# Short exercise
Below are records; transcribe only the line with "Every instance of the shrub" and those after it, through the last line, without any change.

# Supplied information
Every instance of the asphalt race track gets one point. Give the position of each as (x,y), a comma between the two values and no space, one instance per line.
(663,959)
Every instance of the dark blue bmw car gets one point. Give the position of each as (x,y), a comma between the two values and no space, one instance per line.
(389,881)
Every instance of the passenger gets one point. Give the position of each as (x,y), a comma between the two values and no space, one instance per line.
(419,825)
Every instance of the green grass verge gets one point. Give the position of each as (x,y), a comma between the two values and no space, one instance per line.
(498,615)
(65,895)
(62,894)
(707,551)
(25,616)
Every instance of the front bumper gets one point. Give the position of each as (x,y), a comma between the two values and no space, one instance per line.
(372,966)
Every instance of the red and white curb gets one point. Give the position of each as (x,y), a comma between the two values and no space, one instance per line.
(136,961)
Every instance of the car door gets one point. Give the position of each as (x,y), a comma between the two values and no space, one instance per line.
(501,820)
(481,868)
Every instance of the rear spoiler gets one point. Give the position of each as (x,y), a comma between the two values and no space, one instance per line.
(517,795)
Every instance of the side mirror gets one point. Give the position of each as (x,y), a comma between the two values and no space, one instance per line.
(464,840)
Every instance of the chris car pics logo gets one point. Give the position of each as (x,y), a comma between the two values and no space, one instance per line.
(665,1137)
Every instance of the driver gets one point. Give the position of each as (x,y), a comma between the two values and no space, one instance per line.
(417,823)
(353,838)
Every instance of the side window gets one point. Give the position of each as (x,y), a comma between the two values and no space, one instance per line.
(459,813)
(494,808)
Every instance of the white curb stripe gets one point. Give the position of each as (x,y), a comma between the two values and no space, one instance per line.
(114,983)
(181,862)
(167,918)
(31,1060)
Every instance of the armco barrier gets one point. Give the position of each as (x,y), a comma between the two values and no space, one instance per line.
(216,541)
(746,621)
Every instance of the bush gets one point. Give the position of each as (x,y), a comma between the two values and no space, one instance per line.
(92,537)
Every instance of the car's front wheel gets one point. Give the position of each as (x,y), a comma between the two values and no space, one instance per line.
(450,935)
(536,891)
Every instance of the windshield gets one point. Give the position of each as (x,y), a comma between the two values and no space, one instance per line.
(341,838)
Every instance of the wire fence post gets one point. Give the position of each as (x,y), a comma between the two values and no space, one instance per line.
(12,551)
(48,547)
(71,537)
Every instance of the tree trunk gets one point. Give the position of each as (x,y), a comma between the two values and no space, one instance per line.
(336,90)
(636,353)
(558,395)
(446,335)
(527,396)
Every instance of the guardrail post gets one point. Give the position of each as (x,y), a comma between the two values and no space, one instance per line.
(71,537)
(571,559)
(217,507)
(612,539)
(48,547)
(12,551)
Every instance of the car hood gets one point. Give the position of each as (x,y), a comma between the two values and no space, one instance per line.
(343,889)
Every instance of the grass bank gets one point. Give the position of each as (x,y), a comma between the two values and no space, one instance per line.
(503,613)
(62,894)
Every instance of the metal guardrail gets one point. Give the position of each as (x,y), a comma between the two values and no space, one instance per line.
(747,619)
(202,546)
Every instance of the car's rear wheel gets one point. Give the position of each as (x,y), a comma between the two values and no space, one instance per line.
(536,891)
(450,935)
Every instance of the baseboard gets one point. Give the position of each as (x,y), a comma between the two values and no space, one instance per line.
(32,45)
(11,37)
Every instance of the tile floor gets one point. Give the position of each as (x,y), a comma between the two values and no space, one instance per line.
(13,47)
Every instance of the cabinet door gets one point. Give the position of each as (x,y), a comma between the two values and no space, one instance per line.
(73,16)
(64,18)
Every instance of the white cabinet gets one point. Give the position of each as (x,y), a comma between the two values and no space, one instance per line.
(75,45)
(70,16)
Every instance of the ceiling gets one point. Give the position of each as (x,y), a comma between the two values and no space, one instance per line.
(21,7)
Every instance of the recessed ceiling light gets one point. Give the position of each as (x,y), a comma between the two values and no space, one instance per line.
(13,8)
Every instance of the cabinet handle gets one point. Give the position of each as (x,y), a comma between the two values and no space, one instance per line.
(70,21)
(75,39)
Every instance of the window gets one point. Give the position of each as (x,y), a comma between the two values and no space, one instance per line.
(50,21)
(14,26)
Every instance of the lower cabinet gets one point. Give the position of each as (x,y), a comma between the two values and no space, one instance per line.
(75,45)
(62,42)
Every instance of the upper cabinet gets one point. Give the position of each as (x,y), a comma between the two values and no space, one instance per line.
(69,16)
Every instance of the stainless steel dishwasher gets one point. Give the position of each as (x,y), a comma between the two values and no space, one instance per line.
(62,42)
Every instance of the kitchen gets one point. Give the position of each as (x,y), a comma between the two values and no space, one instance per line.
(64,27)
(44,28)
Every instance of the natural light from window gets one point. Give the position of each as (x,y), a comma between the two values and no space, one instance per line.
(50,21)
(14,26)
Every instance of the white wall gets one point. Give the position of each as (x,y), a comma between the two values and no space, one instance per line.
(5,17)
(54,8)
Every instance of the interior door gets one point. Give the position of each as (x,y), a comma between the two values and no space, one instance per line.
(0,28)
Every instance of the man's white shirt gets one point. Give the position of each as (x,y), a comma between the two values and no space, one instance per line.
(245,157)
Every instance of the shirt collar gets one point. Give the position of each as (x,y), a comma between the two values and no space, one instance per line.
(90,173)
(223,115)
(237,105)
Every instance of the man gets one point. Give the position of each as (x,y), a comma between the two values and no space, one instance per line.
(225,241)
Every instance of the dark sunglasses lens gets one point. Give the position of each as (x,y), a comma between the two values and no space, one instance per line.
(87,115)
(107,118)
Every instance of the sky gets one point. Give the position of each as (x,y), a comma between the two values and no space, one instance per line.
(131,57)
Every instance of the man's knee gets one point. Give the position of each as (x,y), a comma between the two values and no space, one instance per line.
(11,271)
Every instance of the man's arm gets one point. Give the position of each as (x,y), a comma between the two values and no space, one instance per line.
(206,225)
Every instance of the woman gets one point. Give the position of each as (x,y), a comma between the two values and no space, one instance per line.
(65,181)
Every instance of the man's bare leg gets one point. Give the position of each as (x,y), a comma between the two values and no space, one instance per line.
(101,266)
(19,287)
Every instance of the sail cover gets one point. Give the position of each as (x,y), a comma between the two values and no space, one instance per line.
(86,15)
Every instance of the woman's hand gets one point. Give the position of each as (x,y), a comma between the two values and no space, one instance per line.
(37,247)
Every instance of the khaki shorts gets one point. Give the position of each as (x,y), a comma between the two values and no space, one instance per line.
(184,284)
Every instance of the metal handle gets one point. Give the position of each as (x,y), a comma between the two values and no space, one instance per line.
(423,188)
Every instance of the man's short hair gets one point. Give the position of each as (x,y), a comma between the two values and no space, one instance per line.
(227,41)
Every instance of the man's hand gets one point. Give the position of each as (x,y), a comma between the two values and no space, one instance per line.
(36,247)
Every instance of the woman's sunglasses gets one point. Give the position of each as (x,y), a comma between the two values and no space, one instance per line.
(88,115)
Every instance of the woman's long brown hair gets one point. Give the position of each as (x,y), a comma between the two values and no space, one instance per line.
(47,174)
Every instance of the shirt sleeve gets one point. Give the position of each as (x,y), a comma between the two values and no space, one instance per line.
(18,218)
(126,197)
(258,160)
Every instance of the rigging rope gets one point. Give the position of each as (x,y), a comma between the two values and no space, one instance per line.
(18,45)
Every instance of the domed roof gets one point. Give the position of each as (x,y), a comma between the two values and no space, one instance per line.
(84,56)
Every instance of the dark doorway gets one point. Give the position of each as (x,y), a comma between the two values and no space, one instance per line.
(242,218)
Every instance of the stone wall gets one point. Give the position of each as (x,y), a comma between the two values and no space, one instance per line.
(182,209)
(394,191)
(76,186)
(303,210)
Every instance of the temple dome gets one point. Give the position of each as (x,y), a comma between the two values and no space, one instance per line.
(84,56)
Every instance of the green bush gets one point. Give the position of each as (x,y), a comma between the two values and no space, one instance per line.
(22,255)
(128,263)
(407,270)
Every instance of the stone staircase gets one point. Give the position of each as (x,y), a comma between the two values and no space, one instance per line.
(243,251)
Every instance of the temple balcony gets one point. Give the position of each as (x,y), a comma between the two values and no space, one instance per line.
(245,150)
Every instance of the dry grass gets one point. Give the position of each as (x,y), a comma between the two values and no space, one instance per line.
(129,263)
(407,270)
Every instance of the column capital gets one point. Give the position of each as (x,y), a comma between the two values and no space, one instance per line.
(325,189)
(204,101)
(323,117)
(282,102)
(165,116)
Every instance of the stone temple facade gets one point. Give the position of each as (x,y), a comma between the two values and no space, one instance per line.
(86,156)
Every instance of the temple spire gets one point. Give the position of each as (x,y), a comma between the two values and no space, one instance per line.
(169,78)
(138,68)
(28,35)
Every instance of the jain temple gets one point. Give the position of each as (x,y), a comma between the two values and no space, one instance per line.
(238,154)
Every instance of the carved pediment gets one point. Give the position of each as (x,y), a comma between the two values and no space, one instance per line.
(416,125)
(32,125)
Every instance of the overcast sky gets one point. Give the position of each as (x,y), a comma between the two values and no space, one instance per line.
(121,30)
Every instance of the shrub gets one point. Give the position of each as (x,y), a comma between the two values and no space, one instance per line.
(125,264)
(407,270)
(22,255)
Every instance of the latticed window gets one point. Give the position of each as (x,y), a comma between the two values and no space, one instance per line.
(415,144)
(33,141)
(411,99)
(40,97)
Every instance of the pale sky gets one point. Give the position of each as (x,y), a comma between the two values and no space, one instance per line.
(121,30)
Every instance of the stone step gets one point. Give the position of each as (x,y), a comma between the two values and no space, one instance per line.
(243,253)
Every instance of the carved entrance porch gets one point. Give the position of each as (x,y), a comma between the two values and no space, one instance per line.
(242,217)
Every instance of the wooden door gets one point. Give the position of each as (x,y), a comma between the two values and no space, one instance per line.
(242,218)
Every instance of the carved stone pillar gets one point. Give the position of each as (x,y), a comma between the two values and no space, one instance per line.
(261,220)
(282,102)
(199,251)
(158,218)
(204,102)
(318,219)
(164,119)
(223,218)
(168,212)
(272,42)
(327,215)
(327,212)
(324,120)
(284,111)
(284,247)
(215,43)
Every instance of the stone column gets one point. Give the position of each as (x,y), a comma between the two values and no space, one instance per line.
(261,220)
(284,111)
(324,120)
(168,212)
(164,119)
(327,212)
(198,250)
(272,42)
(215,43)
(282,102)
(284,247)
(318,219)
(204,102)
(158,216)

# Full answer
Every instance of the shrub gets one point. Give the position of each as (x,y), a comma between the two values and no space, one instance per line.
(125,264)
(407,270)
(22,255)
Every instance of the latticed window gets one point. Give the position of each as (x,y), a comma between the two values and no space, one instance per line.
(415,144)
(33,141)
(411,99)
(40,97)
Every instance of the pale sky gets one point. Give the position of each as (x,y), a comma between the two values and no space, one instance per line.
(121,30)
Every instance of the stone step gets one point. Give the position of each as (x,y), a comma between the two values and no space, one instance per line.
(243,253)
Every instance of the carved entrance porch gets one point. Give the position of each as (x,y), a comma between the two values and no space, one instance per line.
(242,217)
Every instance of the wooden door gets one point. Give the position of each as (x,y), a comma between the two values and no space, one instance per line.
(242,218)
Every instance of the carved stone pillar gets one point. Give the position of each as (x,y), a comma between the two values and no space, one instance per line.
(261,220)
(282,102)
(199,251)
(158,218)
(204,102)
(318,219)
(164,119)
(223,218)
(168,212)
(272,42)
(327,215)
(327,212)
(324,120)
(284,111)
(284,247)
(215,43)
Every instance of the stone column gets one point. Give the position of each as (x,y), a comma between the two values and no space, one instance per line.
(261,220)
(284,111)
(324,120)
(168,212)
(164,119)
(327,212)
(198,250)
(272,42)
(215,43)
(282,102)
(284,247)
(318,219)
(204,102)
(158,216)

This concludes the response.